━━ SOURCE ━━

Branding: Signed, Sealed and Delivered


Your brand is central to everything your company does, so perfecting your branding strategy should be one of the most important areas of focus for a marketer. Around a half of all business-to-business companies are engaged in a branding strategy.

Building a strong B2B brand

Building a strong brand

The reputation of a business-to-business company, its name and all it stands for, is a massive influence on its marketing success. A good brand brings with it high levels of interest, an excellent conversion ratio of enquiries to orders, and high levels of satisfaction with the purchase. A brand strategy must fit within the overall marketing strategy for a company.

A definition of a brand is “a promise fulfilled”. Quite clearly there needs to be some knowledge and awareness of the product for there to be a promise. The promise is at the heart of the brand because there is an expectation when you buy a branded product that you will receive certain things. The fulfilment is also crucial for if the brand expectations are not met, it is unlikely there will be a repeat purchase. A strong brand encourages loyalty to a product.

━━━

> **THE TASKS**:
1. What benefits does the branding article say a good brand brings with it? List them all.
2. According to the branding article, roughly what share of business-to-business companies are engaged in a branding strategy?
3. Could you retype the branding article from "Your brand is" up to and including "for a company."?
The material after this article isn't needed for anything here.

━━ DATA LINES ━━

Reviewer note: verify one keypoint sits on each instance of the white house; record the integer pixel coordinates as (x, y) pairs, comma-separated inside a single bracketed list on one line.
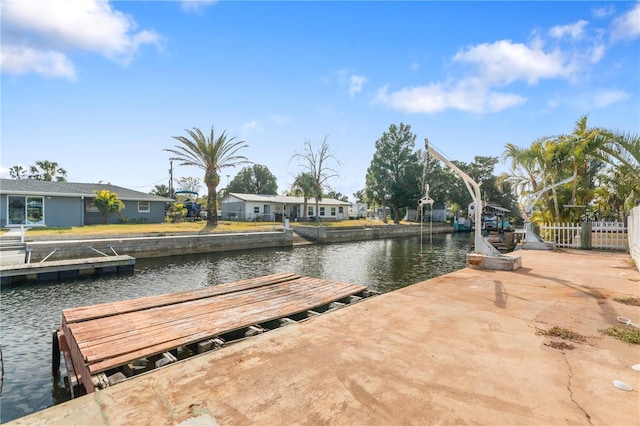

━━━

> **RESPONSES TO THE TASKS**:
1.
- High levels of interest
- An excellent conversion ratio of enquiries to orders
- High levels of satisfaction with the purchase

2. Around half of them.

3.
Your brand is central to everything your company does, so perfecting your branding strategy should be one of the most important areas of focus for a marketer. Around a half of all business-to-business companies are engaged in a branding strategy.

Building a strong B2B brand

Building a strong brand

The reputation of a business-to-business company, its name and all it stands for, is a massive influence on its marketing success. A good brand brings with it high levels of interest, an excellent conversion ratio of enquiries to orders, and high levels of satisfaction with the purchase. A brand strategy must fit within the overall marketing strategy for a company.